*Stated goal*:
Lay out the lines below as a Markdown table with the columns Row and Line, numbering each row and leaving out blank lines. Start with the line that contains "y=73, one point per instance." and continue through the line that contains "x=585, y=81".

*Records for processing*:

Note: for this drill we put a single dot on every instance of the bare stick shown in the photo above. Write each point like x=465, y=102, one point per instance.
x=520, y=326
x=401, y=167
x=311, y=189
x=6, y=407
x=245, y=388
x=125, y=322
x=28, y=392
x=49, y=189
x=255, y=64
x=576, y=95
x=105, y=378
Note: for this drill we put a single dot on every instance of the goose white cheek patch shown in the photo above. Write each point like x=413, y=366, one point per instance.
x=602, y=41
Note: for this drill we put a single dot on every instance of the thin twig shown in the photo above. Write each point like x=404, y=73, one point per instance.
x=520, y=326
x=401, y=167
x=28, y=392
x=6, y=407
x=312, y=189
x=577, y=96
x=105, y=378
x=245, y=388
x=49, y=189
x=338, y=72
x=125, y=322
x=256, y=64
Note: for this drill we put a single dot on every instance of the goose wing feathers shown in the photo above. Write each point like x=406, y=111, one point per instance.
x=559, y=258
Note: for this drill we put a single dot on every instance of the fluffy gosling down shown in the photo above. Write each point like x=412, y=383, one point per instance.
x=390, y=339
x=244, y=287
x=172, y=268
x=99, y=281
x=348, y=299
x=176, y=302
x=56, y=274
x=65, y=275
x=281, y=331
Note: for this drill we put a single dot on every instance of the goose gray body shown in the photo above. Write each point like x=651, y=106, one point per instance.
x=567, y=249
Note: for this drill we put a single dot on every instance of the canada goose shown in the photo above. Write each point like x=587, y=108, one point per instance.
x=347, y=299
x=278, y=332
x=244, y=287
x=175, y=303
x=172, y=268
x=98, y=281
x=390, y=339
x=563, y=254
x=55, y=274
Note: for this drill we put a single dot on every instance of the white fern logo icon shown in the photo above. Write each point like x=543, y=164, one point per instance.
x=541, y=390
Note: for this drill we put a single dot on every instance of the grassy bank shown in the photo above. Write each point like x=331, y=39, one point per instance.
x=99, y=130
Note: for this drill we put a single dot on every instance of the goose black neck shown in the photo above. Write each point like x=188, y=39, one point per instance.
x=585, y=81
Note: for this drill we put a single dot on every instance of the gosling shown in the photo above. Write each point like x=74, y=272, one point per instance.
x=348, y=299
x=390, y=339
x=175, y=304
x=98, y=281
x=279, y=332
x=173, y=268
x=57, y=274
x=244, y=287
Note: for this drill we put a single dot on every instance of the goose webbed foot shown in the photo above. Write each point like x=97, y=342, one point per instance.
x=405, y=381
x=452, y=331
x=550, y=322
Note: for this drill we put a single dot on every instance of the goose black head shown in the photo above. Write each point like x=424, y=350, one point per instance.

*Correct response*:
| Row | Line |
|---|---|
| 1 | Note: for this drill we put a single dot on every instance of the thin twig shown in the photo above. Write each point like x=404, y=73, one point per instance. |
| 2 | x=520, y=326 |
| 3 | x=401, y=167 |
| 4 | x=28, y=392 |
| 5 | x=6, y=407 |
| 6 | x=312, y=189 |
| 7 | x=577, y=96 |
| 8 | x=105, y=378 |
| 9 | x=245, y=388 |
| 10 | x=49, y=189 |
| 11 | x=338, y=72 |
| 12 | x=125, y=322 |
| 13 | x=256, y=64 |
| 14 | Note: for this drill we put a single dot on every instance of the goose wing feathers shown in the photo above. Write each point like x=406, y=111, one point per instance. |
| 15 | x=559, y=258 |
| 16 | Note: for this drill we put a single dot on every instance of the fluffy gosling down shown in the photo above. Write each point like x=412, y=383, one point per instance. |
| 17 | x=390, y=339 |
| 18 | x=244, y=287 |
| 19 | x=172, y=268 |
| 20 | x=99, y=281 |
| 21 | x=348, y=299 |
| 22 | x=176, y=302 |
| 23 | x=56, y=274 |
| 24 | x=65, y=275 |
| 25 | x=281, y=331 |
| 26 | Note: for this drill we put a single dot on every instance of the goose gray body shown in the photo above. Write each point like x=651, y=106, one point per instance. |
| 27 | x=567, y=249 |
| 28 | Note: for this drill we put a single dot on every instance of the canada goose shown in the photo above. Write each point like x=587, y=108, one point per instance. |
| 29 | x=347, y=299 |
| 30 | x=278, y=332 |
| 31 | x=244, y=287 |
| 32 | x=175, y=303 |
| 33 | x=172, y=268 |
| 34 | x=98, y=281 |
| 35 | x=390, y=339 |
| 36 | x=563, y=254 |
| 37 | x=55, y=274 |
| 38 | Note: for this drill we put a single dot on every instance of the white fern logo icon shown in the photo above. Write each point like x=543, y=164, one point per instance. |
| 39 | x=541, y=390 |
| 40 | Note: for this drill we put a single dot on every instance of the grassy bank shown in the photo above. Write each point like x=331, y=39, one point per instance. |
| 41 | x=99, y=130 |
| 42 | Note: for this drill we put a single dot on every instance of the goose black neck shown in the photo above. Write each point like x=188, y=39, one point per instance. |
| 43 | x=585, y=81 |